WHAT THIS TASK INVOLVES
Reproduce all of the material below word for word, leaving out the pictures.

** START GIVEN DATA **

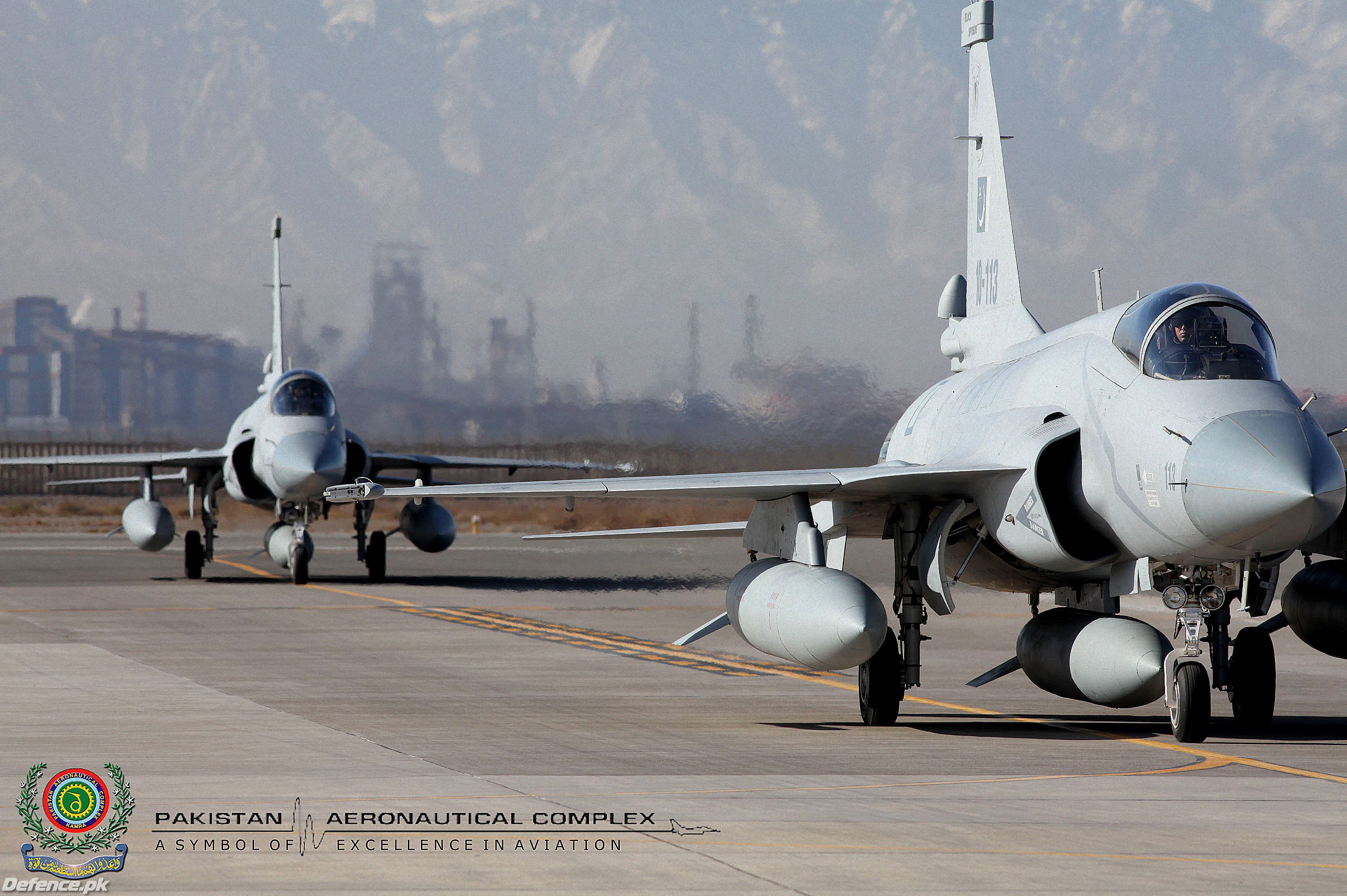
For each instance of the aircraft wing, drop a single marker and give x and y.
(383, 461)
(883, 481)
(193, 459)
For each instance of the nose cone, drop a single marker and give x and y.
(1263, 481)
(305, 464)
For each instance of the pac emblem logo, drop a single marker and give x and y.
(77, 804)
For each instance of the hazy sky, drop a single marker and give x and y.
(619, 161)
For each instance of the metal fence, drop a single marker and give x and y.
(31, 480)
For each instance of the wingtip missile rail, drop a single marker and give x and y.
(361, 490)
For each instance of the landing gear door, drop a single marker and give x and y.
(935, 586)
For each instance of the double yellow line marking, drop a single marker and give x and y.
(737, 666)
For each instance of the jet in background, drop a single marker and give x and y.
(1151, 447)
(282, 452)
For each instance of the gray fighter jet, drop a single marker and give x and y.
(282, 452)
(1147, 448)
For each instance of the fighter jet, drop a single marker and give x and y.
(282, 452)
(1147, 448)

** END GIVEN DATA **

THE ANSWER
For each instance of the aircraft wing, drop a single marker and give x and y.
(383, 461)
(883, 481)
(193, 459)
For each instance of the nose cone, drop a single marker and give x and y.
(1263, 481)
(305, 464)
For each instance of the pac emblem logo, drop a single marker and give x and y.
(77, 804)
For each instance of the hazy sky, drop a single marker and give x and y.
(619, 161)
For each instance of the metal fence, drop a single marker and give x and y.
(31, 480)
For each instance of the wingtip missile rail, drop a single marker and give x and y.
(361, 490)
For each instance of the landing gear door, drop a single marker and give x and y.
(935, 586)
For each instance of the double yellow line marking, drop a single marker and give x and y.
(737, 666)
For each instance of the jet in background, drop a single marker and give x and y.
(1151, 447)
(282, 452)
For each instance of the gray fighter jet, drop a single marker and give x and y.
(282, 452)
(1147, 448)
For each instance of the fighter jet, drop a single marker and give x and y.
(282, 452)
(1147, 448)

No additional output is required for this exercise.